Your goal.
Copy every record exactly, and keep the pictures out.

Dataset records:

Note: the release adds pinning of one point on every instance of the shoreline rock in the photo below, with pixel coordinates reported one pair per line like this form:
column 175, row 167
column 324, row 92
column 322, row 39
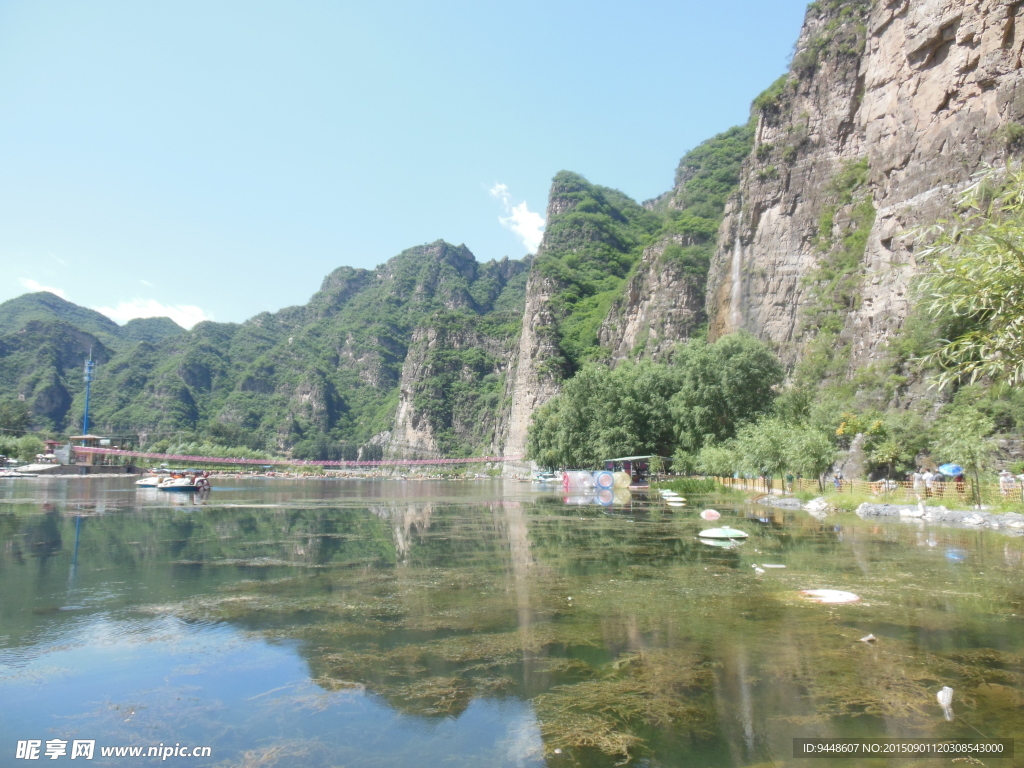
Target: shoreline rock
column 1009, row 521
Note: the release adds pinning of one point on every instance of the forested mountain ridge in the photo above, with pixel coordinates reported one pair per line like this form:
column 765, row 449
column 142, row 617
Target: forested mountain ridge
column 794, row 226
column 320, row 380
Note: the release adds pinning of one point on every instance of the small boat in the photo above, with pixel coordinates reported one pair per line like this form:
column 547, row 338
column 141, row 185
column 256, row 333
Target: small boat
column 725, row 532
column 185, row 483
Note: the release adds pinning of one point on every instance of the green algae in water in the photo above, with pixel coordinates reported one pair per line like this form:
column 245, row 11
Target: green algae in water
column 628, row 639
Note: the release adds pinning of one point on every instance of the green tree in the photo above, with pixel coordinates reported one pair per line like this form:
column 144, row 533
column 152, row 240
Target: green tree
column 13, row 415
column 718, row 460
column 763, row 446
column 962, row 436
column 809, row 452
column 722, row 385
column 976, row 274
column 28, row 446
column 603, row 413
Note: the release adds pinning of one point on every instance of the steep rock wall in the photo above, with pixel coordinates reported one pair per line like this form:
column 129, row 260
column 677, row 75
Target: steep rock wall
column 920, row 88
column 662, row 305
column 535, row 380
column 452, row 385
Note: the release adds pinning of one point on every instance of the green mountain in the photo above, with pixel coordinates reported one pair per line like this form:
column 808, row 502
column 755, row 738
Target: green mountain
column 17, row 312
column 320, row 380
column 150, row 329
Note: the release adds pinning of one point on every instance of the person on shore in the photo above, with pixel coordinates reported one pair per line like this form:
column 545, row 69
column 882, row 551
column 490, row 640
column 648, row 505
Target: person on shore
column 1007, row 482
column 929, row 479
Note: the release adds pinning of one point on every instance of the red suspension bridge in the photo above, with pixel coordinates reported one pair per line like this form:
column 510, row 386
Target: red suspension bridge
column 294, row 462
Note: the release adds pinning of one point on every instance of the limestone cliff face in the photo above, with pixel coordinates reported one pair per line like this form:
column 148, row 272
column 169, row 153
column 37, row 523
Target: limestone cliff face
column 452, row 382
column 534, row 380
column 662, row 305
column 913, row 92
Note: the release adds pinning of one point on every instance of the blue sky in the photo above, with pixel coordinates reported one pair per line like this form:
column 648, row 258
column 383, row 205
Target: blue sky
column 217, row 160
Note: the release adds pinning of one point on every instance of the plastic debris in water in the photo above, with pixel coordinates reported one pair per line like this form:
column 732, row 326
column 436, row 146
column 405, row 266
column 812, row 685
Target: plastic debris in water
column 829, row 596
column 725, row 532
column 945, row 697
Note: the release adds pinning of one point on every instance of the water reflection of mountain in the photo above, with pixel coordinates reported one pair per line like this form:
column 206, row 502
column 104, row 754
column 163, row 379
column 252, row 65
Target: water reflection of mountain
column 625, row 635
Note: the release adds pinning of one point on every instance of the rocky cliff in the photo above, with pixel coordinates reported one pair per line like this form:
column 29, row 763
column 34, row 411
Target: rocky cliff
column 887, row 111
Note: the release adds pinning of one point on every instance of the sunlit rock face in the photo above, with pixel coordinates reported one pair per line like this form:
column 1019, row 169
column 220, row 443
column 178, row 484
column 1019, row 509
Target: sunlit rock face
column 662, row 305
column 921, row 91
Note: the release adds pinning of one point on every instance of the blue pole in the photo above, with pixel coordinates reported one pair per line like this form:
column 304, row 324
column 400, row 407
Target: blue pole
column 88, row 383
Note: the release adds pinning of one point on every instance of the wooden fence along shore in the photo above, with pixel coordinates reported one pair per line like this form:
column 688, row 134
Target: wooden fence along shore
column 887, row 491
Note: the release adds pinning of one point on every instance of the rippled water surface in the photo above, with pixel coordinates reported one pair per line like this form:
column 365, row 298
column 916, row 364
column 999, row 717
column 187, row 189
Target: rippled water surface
column 334, row 623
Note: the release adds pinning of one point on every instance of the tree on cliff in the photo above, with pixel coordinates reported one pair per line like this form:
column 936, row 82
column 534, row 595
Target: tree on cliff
column 701, row 397
column 975, row 281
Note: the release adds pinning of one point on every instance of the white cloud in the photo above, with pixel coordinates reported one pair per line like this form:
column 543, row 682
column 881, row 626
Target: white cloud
column 526, row 224
column 35, row 287
column 185, row 315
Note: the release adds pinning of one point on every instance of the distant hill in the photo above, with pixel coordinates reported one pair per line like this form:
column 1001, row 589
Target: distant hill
column 153, row 330
column 45, row 306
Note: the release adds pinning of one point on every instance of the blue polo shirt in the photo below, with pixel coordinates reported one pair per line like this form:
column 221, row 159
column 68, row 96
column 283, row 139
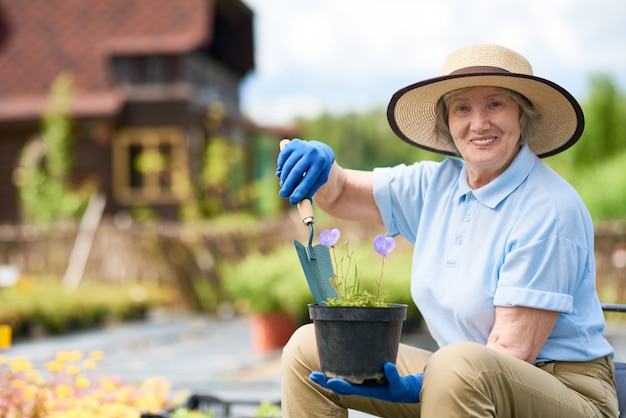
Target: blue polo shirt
column 524, row 239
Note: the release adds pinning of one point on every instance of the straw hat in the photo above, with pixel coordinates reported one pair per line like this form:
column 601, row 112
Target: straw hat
column 411, row 112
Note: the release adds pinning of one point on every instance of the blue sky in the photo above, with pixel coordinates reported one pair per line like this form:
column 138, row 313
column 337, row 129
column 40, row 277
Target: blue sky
column 352, row 55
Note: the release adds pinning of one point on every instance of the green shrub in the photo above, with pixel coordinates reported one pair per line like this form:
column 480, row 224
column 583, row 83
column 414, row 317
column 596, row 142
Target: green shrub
column 45, row 305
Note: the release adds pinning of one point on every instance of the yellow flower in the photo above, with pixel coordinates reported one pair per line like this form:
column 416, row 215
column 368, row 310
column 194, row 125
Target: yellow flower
column 89, row 364
column 96, row 355
column 72, row 369
column 20, row 364
column 82, row 382
column 63, row 356
column 54, row 366
column 75, row 356
column 64, row 392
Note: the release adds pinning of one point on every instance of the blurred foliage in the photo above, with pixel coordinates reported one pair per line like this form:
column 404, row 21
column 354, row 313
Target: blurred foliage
column 268, row 282
column 43, row 305
column 45, row 164
column 595, row 166
column 275, row 281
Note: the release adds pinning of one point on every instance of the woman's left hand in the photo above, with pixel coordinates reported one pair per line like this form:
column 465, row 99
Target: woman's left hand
column 400, row 389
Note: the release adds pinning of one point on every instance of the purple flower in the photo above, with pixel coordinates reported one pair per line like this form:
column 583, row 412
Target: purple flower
column 329, row 237
column 384, row 245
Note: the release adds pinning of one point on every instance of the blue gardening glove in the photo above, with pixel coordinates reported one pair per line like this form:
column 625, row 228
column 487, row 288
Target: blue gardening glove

Expected answer.
Note: the release adds pinning of one point on every instance of the shoreline rock in the photo below, with pixel coordinates reported one pair per line like this form:
column 175, row 167
column 324, row 92
column 322, row 39
Target: shoreline rock
column 1009, row 521
Note: the release adds pinning of one point on every instance of the forested mountain ridge in the photo above, with pixel coordinates reported one pair per line like this form:
column 765, row 449
column 142, row 617
Target: forested mountain ridge
column 794, row 226
column 320, row 380
Note: the release adds pinning of one point on every instance of the small boat in the photo above, with pixel coordinates reported one pair per line like this form:
column 547, row 338
column 141, row 185
column 256, row 333
Target: small boat
column 725, row 532
column 185, row 483
Note: the release adds pinning of one point on every instance of the green algae in water in the photo above, with pixel coordinates reported one pair per line like this form:
column 245, row 11
Target: green algae in water
column 628, row 639
Note: the release adds pinning of one point on every instance of the green tree in the photo above, with pixel coordinates reported one pair per line like this form:
column 144, row 533
column 152, row 240
Target: green tree
column 13, row 415
column 718, row 460
column 763, row 446
column 962, row 436
column 809, row 452
column 722, row 385
column 976, row 274
column 28, row 446
column 603, row 413
Note: the release adds pinning of one point on every instance of the steep rock wall in the photo above, with pixel coordinates reported one pair per line like this form:
column 129, row 260
column 677, row 75
Target: steep rock wall
column 920, row 88
column 662, row 305
column 535, row 380
column 452, row 385
Note: the release adds pinning of one point on every instance of the green mountain in the photo above, with pixel coordinates reported one pair per line like this form:
column 808, row 502
column 755, row 738
Target: green mountain
column 17, row 312
column 320, row 380
column 150, row 329
Note: the release adds pinning of one point on every instance of the person on shore in the photo above, with pixel coordinates reported one pair per line like this form:
column 545, row 69
column 882, row 551
column 490, row 640
column 648, row 505
Target: person on shore
column 1007, row 482
column 929, row 479
Note: the release adds pinning of one point on every instance of the red suspension bridge in the photo above, with pixel coordinates reported one pair per line like this form:
column 510, row 386
Target: red suspension bridge
column 294, row 462
Note: the release adds pinning of one point on every instance of the limestone cliff face in the photo above, with pixel coordinates reported one pair per line like this form:
column 148, row 272
column 169, row 153
column 37, row 523
Target: limestone cliff face
column 452, row 382
column 534, row 380
column 662, row 305
column 913, row 92
Note: the release adds pinning of one point on every instance of the blue sky in the photo above, with pixel coordinates reported one pair per line like this form:
column 648, row 258
column 383, row 205
Target: blue sky
column 217, row 160
Note: the release adds pinning of one point on every instance of the plastic debris in water in the photo above, with pixel coordinates reported one pair per line like this form:
column 732, row 326
column 436, row 146
column 405, row 266
column 812, row 685
Target: plastic debris in water
column 829, row 596
column 725, row 532
column 945, row 697
Note: the release adds pinning of one point on every instance of the water reflection of mountain in the photo above, with pixel coordinates reported one pair per line like this form:
column 206, row 502
column 104, row 754
column 163, row 379
column 252, row 65
Target: water reflection of mountain
column 625, row 635
Note: the release adds pinning of one point on every instance of the rocky cliff in the photo above, with pixel coordinates reported one pair per line like this form:
column 29, row 763
column 34, row 411
Target: rocky cliff
column 887, row 111
Note: the release adds pinning of one point on every instance of the sunlit rock face in the photo above, with pixel coordinates reported one pair per line like this form:
column 1019, row 169
column 220, row 443
column 178, row 484
column 1019, row 509
Target: sunlit rock face
column 662, row 305
column 921, row 91
Note: the release adds pinning of one point on every instance of the blue pole in the photo above, with pixel coordinates reported one pair per line like this form:
column 304, row 324
column 400, row 407
Target: blue pole
column 88, row 383
Note: the release adds pinning of one point on every instance of the wooden fence along shore in the photo above, with pixel coordinates reported one pair per line like this form:
column 688, row 134
Target: wooden fence along shore
column 887, row 491
Note: the release adds pinning of one point on every instance of the rippled water surface in the photo above, with pixel coordinates reported one pair per line like this form:
column 365, row 298
column 916, row 364
column 999, row 717
column 187, row 189
Target: rippled water surface
column 334, row 623
Note: the release adds pinning of one point on every instance of the tree on cliff in the photo above, with pixel coordinates reported one pair per line like this form:
column 936, row 82
column 534, row 595
Target: tree on cliff
column 701, row 397
column 975, row 281
Note: the release adds pinning of one point on every instance of the white cloud in the photo above, with pixel coordinates reported one pair per line like this form:
column 543, row 682
column 881, row 626
Target: white cloud
column 526, row 224
column 35, row 287
column 185, row 315
Note: the release adds pinning of one point on every instance of the distant hill in the photo above, with pixel coordinates reported one pair per line like this form:
column 1001, row 589
Target: distant hill
column 153, row 330
column 45, row 306
Note: the release adds pinning of one point on every instance of the blue polo shirt in the photo below, with pixel coordinates reported one pair per line like this form:
column 221, row 159
column 68, row 96
column 283, row 139
Target: blue polo shirt
column 524, row 239
Note: the release adds pinning of one point on every instance of the straw hat in the photo above, with pixel coordinates reported one pair per line like this form:
column 601, row 112
Target: straw hat
column 411, row 112
Note: the release adds pinning of one point on every instance of the blue sky in the photo above, with pixel coordinates reported one pair per line like this form:
column 138, row 313
column 337, row 129
column 40, row 277
Target: blue sky
column 352, row 55
Note: the release adds pinning of one point on every instance of the green shrub in the photo above, with pixel coordinates reported one pair per line like this form:
column 480, row 224
column 583, row 83
column 414, row 317
column 596, row 142
Target: green shrub
column 45, row 305
Note: the release adds pinning of one point on every instance of the yellow flower in the photo above, with pixel coordinates reported one pair per line like this form:
column 416, row 215
column 368, row 310
column 194, row 125
Target: yellow flower
column 89, row 364
column 96, row 355
column 72, row 369
column 20, row 364
column 82, row 382
column 63, row 356
column 54, row 366
column 75, row 356
column 64, row 392
Note: the release adds pinning of one point on every instance of the blurred foliage in the photo above, with pixel coordinates reported one pair per line like this form:
column 404, row 21
column 354, row 313
Target: blurred foliage
column 268, row 282
column 43, row 305
column 45, row 164
column 595, row 166
column 275, row 281
Note: the release adds pinning of one point on every instance of the woman's left hand in the photo above, with pixel coordinates reported one pair per line like this form:
column 465, row 99
Target: woman's left hand
column 400, row 389
Note: the release adds pinning of one point on every instance of the purple flower in the photo above, with pixel coordinates reported one pair per line like this form:
column 583, row 412
Target: purple flower
column 329, row 237
column 384, row 245
Note: the release adds pinning of one point on every instance of the blue gardening glove in the photo above, with pixel coordinates reported one pair per line like this form:
column 625, row 228
column 487, row 288
Target: blue gardening glove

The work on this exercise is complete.